==== Text to read ====
Who decides whether we affiliate?

CAPS members will decide whether they want to affiliate with the UAW. Should the membership vote to affiliate, the affiliation agreement shall become effective. Should the membership decline to affiliate, CAPS will continue as an independent union. 

I am currently being represented by CAPS contracted professional labor representatives against the state/my employer. How would that affect my situation if we affiliate? 

CAPS leadership will work with our current contracted professional labor representatives and UAW representatives to ensure there is no lapse in representation. For situations such as cases in front of the Public Employee Relations Board (PERB) or the State Personnel Board (SPB), Skelly Hearings, and anything going to arbitration, we will ensure the necessary legal representation is provided in coordination with UAW representatives and CAPS attorneys.

Ultimately, immediately post-affiliation we will begin to develop our union stewardship program. Union stewards will consist of members who volunteer or are voted-in to represent their co-workers, after receiving appropriate training. We will be working closely with experienced UAW representatives and our experienced consultants who will serve as mentors throughout this process. 

Why Stewards?
==== Dataset excerpt ====
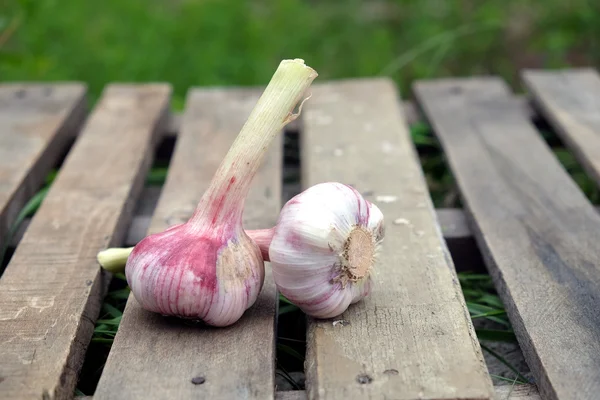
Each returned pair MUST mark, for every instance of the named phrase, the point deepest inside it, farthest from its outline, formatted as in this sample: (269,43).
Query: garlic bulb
====
**Exercise goal**
From the union affiliation FAQ, retype the passage that starts at "CAPS leadership will" and stops after "and CAPS attorneys.". Work only from the union affiliation FAQ.

**Reply to the task**
CAPS leadership will work with our current contracted professional labor representatives and UAW representatives to ensure there is no lapse in representation. For situations such as cases in front of the Public Employee Relations Board (PERB) or the State Personnel Board (SPB), Skelly Hearings, and anything going to arbitration, we will ensure the necessary legal representation is provided in coordination with UAW representatives and CAPS attorneys.